----- Supplied entries -----

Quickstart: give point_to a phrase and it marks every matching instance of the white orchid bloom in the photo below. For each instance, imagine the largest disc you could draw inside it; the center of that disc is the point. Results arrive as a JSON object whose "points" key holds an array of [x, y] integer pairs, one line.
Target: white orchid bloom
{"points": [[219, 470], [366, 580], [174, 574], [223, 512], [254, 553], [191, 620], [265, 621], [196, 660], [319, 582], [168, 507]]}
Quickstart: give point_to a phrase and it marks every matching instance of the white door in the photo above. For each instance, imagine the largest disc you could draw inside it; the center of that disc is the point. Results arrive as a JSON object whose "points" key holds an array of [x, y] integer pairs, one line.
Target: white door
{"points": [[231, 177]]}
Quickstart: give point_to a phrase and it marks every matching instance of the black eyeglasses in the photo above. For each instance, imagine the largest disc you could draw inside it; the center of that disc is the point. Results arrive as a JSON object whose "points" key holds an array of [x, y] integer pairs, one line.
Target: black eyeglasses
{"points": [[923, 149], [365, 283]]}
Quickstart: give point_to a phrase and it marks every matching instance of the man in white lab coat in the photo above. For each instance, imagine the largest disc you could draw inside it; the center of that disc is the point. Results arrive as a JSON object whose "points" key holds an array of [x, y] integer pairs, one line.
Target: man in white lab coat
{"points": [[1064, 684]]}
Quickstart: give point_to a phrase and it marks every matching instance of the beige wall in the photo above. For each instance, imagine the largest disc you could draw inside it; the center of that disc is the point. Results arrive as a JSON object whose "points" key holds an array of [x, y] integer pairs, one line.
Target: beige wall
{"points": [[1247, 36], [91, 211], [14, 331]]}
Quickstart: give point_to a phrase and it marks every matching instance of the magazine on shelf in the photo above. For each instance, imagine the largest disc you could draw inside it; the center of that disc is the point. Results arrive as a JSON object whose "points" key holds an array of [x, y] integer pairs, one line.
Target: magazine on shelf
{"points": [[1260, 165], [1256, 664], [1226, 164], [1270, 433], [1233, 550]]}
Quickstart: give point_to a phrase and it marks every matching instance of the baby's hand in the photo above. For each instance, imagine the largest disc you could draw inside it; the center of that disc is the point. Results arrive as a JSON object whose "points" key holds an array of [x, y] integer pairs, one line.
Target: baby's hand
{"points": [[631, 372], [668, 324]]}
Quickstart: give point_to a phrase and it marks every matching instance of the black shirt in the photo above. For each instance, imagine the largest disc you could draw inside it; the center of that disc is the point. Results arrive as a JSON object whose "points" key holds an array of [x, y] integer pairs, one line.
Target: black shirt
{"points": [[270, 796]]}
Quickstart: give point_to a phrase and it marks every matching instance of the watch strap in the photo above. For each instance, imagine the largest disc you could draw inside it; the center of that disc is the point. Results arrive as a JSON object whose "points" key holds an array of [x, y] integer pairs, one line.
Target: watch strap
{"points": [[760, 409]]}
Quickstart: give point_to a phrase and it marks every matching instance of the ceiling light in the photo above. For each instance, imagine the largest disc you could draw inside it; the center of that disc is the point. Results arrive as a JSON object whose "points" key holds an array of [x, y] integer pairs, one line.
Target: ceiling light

-----

Your task
In the entries above, find the line with "Target: baby's hand" and the line with "the black shirt", then set down exactly those two and every line between them, nothing else.

Response
Target: baby's hand
{"points": [[631, 372], [668, 324]]}
Quickstart: give point_to a phrase and it marks every matching instance of the black shirt in the photo above. For each instance, imagine the largest disc you could draw inside it; the center of that disc is the point. Results arrive as a JSON object whose "points" key holds an array of [x, y] integer pairs, one line.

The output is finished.